[EXERCISE PASSAGE]

Zebrafish melanoma
You can download them from STMiner-test-data. You can also download the raw dataset from GEO.
Import package
from STMiner.SPFinder import SPFinder
Load data
file_path = 'Path/to/your/h5ad/file'
sp = SPFinder()
sp.read_h5ad(file=file_path, bin_size=1)
The parameter bin_size specifies the size of merged cells (spots). If not specified, no merging is performed. If set to 50, 50x50 cells/spots will be merged into a single cell/spot. Due to low sequencing depth in some datasets, cells/spots are often merged during analysis (e.g., stereo-seq). However, 10x data typically does not require merging.
The ST datasets was storaged in .adata object of sp, you can use sp.adata to check them:
sp.adata
Besides, sp Obj has many useful attributes which can be used for visualization or integrated into other pipelines (such as scanpy). See API for more details.
Find SVG
sp.get_genes_csr_array(min_cells=200, log1p=False)
sp.spatial_high_variable_genes(thread=6)
The parameter min_cells was used to filter genes that are too sparse to generate a reliable spatial distribution.
The parameter log1p was used to avoid extreme values affecting the results. For most open-source h5ad files, log1p has already been executed, so the default value here is False.
You can perform STMiner in your interested gene sets. Use parameter gene_list to input the gene list to STMiner. Then, STMiner will only calculate the given gene set of the dataset. You can see output while computing as follows:
Parsing distance array...: 100%|██████████| 10762/10762 [01:12<00:00, 149.11it/s]
Computing ot distances...: 10%|▉ | 1069/10762 [03:04<31:11, 6.12it/s]
You can check the spatial varitation of each gene by:
sp.global_distance
| Gene | Distance | z-score |
|---|---|---|
| myha | 1.35E+08 | 2.771493 |
| vmhcl | 1.01E+08 | 2.470881 |
| zgc:101560 | 9.95E+07 | 2.458787 |
| pvalb1 | 9.82E+07 | 2.445257 |
| myhz2 | 9.75E+07 | 2.437787 |
| ... | ... | ... |
| rps17 | 2.61E+05 | -3.63207 |
| rpl13 | 2.48E+05 | -3.68506 |
| rpl32 | 2.43E+05 | -3.70327 |
| rsl24d1 | 2.27E+05 | -3.7757 |
| rpl22 | 1.83E+05 | -3.99332 |
Fit GMM
sp.fit_pattern(n_comp=20, gene_list=list(sp.global_distance[:2000]['Gene']))
You can see output while computing as follows:
Fitting GMM...: 10%|▉ | 190/2000 [00:42<04:36, 6.54it/s]
n_comp: Number of components for each GMM model
gene_list: Gene list to fit GMM model
Build distance array
sp.build_distance_array()

[/EXERCISE PASSAGE]
[DATASET EXCERPTS]

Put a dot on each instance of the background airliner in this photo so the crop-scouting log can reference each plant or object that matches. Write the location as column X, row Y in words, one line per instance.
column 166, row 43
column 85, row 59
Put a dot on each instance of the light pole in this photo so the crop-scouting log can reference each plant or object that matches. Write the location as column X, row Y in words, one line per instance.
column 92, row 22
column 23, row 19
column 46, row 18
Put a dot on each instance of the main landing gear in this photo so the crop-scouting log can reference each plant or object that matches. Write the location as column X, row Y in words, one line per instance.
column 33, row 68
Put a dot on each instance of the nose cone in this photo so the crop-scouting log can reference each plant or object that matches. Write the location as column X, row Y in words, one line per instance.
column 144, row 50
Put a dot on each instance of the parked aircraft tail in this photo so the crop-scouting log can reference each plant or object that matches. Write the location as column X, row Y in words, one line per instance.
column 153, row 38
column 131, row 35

[/DATASET EXCERPTS]
[DATASET EXCERPTS]

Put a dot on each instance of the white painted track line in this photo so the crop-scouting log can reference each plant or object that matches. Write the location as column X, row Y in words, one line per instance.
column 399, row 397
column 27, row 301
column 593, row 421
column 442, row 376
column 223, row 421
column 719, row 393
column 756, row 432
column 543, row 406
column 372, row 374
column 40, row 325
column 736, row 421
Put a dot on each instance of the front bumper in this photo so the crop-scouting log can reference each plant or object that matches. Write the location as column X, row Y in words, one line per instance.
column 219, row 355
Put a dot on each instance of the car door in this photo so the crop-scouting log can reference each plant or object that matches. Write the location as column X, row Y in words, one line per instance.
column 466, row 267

[/DATASET EXCERPTS]

▶ _PROMPT A_
From the STMiner zebrafish melanoma tutorial, copy the text between "The parameter bin_size" and "reliable spatial distribution.", inclusive, and swap "merging" for "binning".
▶ _PROMPT B_
Continue the STMiner zebrafish melanoma tutorial from the point where it stops.

▶ _RESPONSE A_
The parameter bin_size specifies the size of merged cells (spots). If not specified, no binning is performed. If set to 50, 50x50 cells/spots will be merged into a single cell/spot. Due to low sequencing depth in some datasets, cells/spots are often merged during analysis (e.g., stereo-seq). However, 10x data typically does not require binning.
The ST datasets was storaged in .adata object of sp, you can use sp.adata to check them:
sp.adata
Besides, sp Obj has many useful attributes which can be used for visualization or integrated into other pipelines (such as scanpy). See API for more details.
Find SVG
sp.get_genes_csr_array(min_cells=200, log1p=False)
sp.spatial_high_variable_genes(thread=6)
The parameter min_cells was used to filter genes that are too sparse to generate a reliable spatial distribution.

▶ _RESPONSE B_
This step calculates the distance between genes’ spatial distributions. You can visualize the distance array by:
import seaborn as sns
sns.clustermap(sp.genes_distance_array)

build distance matrix & clustering
sp.cluster(n_clusters=6)
n_clusters: Number of cluster
Result & Visualization
The result are stored in genes_labels:
spf.genes_labels
The output looks like the following:
| gene_id | labels | |
|---|---|---|
| 0 | Cldn5 | 2 |
| 1 | Fyco1 | 2 |
| 2 | Pmepa1 | 2 |
| 3 | Arhgap5 | 0 |
| 4 | Apc | 5 |
| .. | ... | ... |
| 95 | Cyp2a5 | 0 |
| 96 | X5730403I07Rik | 0 |
| 97 | Ltbp2 | 2 |
| 98 | Rbp4 | 4 |
| 99 | Hist1h1e | 4 |
To visualize the patterns by heatmap:
sp.get_pattern_array()
sp.plot.plot_pattern(heatmap=False,
s=5,
rotate=True,
reverse_y=True,
reverse_x=True,
vmax=95,
cmap='Spectral_r',
output_path='./')
heatmap: If True, plot a heatmap. If False, plot a scatterplot. False is the default.
s: Spot size
rotate\reverse_y\reverse_x: Adjust the axis of plot.
cmap: cmap of plot
vmax: The percentage of the highest value of plots. Avoid the effect of large values for visualization.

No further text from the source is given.